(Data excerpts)
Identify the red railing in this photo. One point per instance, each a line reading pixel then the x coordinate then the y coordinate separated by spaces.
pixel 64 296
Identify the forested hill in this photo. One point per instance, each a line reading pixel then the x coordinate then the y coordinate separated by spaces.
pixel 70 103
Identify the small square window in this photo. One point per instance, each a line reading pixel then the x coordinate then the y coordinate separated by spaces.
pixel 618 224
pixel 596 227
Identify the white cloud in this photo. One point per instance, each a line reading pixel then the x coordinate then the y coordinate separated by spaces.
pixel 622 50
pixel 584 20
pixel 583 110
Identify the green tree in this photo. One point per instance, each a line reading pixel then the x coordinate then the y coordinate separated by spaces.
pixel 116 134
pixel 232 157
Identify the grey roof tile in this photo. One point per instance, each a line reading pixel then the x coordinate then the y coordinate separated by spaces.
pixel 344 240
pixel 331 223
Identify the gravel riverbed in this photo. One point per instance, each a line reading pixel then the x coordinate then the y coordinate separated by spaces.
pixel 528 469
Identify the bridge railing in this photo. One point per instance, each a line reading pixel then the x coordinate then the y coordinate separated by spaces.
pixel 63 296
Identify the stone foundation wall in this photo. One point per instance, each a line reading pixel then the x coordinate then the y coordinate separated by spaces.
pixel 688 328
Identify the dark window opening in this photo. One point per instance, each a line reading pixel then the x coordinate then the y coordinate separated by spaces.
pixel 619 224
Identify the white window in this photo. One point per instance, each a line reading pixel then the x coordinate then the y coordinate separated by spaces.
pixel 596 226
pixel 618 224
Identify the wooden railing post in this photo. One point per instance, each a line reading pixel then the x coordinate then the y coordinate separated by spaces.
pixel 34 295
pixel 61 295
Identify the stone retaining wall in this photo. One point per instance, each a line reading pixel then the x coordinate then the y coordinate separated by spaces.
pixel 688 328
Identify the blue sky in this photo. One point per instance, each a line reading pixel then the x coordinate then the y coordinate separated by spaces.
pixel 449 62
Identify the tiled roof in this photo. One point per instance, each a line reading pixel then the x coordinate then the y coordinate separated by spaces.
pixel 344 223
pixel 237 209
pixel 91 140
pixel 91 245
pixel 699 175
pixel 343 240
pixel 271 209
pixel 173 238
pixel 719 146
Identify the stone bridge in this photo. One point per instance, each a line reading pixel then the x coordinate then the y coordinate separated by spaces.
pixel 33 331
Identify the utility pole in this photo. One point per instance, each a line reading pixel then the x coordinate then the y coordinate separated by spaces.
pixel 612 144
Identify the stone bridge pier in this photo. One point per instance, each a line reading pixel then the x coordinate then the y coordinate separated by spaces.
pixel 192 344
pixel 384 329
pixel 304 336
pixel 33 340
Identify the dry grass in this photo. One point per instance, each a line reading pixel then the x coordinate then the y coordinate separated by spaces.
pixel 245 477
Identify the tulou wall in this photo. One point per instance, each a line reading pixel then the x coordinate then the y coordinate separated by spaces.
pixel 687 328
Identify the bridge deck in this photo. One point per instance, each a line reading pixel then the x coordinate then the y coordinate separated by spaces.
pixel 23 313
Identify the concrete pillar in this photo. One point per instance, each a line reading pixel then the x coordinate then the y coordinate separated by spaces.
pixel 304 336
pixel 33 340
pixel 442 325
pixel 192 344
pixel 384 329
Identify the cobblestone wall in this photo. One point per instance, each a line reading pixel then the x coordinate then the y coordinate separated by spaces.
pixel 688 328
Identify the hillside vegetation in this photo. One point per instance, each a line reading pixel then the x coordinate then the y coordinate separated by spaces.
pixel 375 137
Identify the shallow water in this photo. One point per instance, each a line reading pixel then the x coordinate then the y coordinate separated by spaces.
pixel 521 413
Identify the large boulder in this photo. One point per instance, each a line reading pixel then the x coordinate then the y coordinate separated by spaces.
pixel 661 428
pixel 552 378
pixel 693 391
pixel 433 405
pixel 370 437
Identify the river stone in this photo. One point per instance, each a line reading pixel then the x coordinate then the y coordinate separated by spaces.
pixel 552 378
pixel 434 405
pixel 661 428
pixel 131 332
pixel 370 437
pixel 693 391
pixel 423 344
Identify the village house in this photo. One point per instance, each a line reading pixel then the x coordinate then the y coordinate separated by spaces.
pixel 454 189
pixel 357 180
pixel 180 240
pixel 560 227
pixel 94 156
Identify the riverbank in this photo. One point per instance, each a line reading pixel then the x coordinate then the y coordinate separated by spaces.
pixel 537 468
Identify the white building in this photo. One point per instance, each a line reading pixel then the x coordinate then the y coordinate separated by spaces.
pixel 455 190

*AIM OF THE EXERCISE*.
Repeat the line containing "Identify the village" and all subsequent lines through the final line of the data, exactly and with no others.

*EXERCISE ANSWER*.
Identify the village house in this photo. One point per instance, each a line reading pixel then the x coordinate then the y coordinate separated by spaces.
pixel 454 189
pixel 357 180
pixel 180 240
pixel 560 227
pixel 94 156
Identify the riverbank in this photo. One point per instance, each a line reading pixel then the x coordinate then the y coordinate separated by spaces.
pixel 537 468
Identify the white building in this photo. One point per instance, each a line reading pixel then the x coordinate then the y coordinate separated by spaces.
pixel 455 190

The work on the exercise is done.